INSTRUCTIONS TO FOLLOW
Give only the number of lines in the items below that contain the string "cloud".

-- begin DATASET CONTENT --

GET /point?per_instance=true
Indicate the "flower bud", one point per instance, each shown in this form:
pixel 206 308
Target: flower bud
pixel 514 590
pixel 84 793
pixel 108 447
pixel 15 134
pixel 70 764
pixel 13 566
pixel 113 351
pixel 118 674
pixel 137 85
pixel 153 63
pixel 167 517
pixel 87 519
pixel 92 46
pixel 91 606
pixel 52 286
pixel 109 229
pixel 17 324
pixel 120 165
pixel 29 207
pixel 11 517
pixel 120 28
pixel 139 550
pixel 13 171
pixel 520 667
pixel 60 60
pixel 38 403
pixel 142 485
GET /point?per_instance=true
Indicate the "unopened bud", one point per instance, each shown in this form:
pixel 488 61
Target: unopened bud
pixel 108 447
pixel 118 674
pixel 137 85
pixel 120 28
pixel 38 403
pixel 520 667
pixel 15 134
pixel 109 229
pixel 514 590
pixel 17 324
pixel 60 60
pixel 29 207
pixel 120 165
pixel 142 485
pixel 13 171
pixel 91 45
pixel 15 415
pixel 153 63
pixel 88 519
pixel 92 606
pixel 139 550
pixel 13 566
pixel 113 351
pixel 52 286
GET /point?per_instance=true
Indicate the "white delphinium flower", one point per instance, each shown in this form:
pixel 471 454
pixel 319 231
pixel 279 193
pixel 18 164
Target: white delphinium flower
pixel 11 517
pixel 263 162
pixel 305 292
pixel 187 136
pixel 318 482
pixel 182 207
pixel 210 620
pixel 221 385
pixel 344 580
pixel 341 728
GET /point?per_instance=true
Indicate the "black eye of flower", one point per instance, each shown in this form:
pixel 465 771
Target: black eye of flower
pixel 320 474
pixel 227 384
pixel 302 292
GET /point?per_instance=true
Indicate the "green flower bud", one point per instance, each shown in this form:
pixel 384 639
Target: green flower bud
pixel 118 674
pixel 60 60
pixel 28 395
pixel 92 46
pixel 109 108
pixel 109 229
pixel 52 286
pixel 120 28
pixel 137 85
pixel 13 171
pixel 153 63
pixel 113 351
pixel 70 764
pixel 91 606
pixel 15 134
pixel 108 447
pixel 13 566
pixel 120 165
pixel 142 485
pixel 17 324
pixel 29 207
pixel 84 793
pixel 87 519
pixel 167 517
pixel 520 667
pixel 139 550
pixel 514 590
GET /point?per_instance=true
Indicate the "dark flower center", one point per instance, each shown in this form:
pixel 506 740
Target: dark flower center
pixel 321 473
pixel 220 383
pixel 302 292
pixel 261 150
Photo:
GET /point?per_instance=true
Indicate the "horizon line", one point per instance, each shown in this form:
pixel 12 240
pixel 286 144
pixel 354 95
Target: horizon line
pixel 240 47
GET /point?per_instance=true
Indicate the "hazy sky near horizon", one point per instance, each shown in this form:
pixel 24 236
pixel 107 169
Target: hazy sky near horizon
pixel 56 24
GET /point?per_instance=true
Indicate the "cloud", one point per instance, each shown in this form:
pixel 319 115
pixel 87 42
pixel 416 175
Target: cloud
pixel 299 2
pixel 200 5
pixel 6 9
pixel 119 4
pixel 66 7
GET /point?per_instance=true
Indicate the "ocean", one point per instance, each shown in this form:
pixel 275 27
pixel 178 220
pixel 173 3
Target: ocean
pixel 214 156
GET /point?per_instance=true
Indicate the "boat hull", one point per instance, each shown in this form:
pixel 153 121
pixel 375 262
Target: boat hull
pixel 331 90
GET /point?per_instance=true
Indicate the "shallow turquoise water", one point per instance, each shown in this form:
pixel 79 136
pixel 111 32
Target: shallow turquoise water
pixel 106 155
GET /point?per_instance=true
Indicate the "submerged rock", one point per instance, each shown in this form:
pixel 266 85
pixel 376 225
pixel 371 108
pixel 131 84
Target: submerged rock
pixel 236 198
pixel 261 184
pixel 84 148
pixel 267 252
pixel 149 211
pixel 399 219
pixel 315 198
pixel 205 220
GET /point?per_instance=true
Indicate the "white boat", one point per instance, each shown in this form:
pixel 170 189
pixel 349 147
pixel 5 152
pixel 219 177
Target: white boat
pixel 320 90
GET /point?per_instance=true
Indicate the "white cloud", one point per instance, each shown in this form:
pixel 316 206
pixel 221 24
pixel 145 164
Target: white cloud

-- end DATASET CONTENT --
-- begin DATASET CONTENT --

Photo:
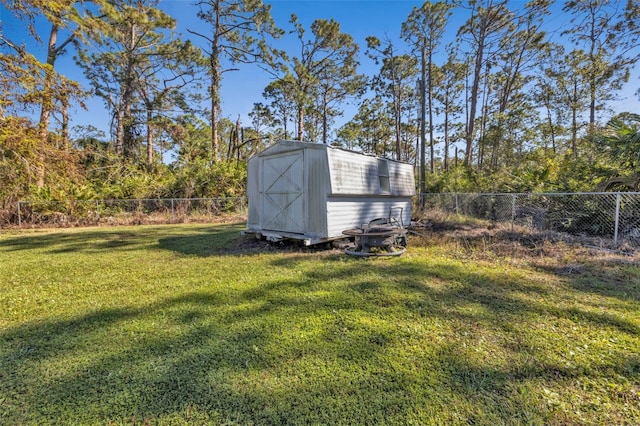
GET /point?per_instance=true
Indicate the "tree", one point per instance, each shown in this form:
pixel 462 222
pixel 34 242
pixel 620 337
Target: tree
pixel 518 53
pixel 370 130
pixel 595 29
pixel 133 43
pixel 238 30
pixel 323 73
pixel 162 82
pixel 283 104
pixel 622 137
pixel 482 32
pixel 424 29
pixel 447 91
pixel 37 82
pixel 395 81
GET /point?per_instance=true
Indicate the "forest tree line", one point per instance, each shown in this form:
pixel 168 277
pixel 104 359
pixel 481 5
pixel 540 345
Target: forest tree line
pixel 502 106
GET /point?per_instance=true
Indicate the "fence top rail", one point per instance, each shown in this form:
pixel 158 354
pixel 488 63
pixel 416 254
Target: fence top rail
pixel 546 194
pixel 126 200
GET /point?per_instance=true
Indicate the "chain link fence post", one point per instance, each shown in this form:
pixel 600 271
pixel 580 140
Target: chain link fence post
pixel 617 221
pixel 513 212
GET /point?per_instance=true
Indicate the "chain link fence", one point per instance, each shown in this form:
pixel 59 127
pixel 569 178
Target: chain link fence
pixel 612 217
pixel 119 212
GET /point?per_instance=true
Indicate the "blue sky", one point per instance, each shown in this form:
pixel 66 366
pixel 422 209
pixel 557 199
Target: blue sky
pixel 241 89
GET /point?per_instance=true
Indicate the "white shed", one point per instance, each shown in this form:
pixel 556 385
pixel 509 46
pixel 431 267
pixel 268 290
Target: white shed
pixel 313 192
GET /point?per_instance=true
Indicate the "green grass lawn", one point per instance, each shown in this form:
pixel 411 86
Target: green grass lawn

-- end DATASET CONTENT --

RESULT OF THIS EXERCISE
4